» What you have to do
Retype the paragraph about the film Raising Genius word for word.

Raising Genius (working title Bathroom Boy) is a 2004 American comedy film written by Linda Voorhees and co-directed by her with Bess Wiley.  The film stars Justin Long, Wendie Malick, Ed Begley, Jr., Stephen Root, Danica McKellar, Mark DeCarlo, Tippi Hedren, Shirley Jones, Clint Howard, and Sam Huntington. It was a selection of the Paris Film Festival in Paris, France, in 2005, and also played at the Waterfront Film Festival in South Haven, Michigan in 2005.

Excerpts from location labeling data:
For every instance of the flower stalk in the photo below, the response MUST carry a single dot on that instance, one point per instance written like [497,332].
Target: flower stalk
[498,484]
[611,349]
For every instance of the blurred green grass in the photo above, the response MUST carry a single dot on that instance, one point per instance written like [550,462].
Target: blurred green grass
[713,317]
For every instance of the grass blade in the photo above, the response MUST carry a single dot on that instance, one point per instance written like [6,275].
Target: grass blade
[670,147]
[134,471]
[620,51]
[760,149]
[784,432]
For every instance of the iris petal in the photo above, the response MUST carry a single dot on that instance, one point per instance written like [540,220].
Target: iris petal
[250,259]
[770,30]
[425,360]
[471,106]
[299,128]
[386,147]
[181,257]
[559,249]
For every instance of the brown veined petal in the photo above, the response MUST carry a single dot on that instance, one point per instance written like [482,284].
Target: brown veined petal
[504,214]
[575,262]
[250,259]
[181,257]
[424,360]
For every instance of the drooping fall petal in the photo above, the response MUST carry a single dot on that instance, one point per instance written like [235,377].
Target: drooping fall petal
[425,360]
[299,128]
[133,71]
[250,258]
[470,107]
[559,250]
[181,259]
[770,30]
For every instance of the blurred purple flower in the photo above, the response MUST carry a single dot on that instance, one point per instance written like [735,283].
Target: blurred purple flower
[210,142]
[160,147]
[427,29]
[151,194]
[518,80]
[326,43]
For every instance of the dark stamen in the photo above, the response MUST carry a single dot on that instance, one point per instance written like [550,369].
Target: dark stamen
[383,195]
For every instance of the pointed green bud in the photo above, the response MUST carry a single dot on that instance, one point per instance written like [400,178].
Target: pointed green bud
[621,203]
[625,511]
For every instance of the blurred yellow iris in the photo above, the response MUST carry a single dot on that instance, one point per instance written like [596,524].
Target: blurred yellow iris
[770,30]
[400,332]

» Response
Raising Genius (working title Bathroom Boy) is a 2004 American comedy film written by Linda Voorhees and co-directed by her with Bess Wiley.  The film stars Justin Long, Wendie Malick, Ed Begley, Jr., Stephen Root, Danica McKellar, Mark DeCarlo, Tippi Hedren, Shirley Jones, Clint Howard, and Sam Huntington. It was a selection of the Paris Film Festival in Paris, France, in 2005, and also played at the Waterfront Film Festival in South Haven, Michigan in 2005.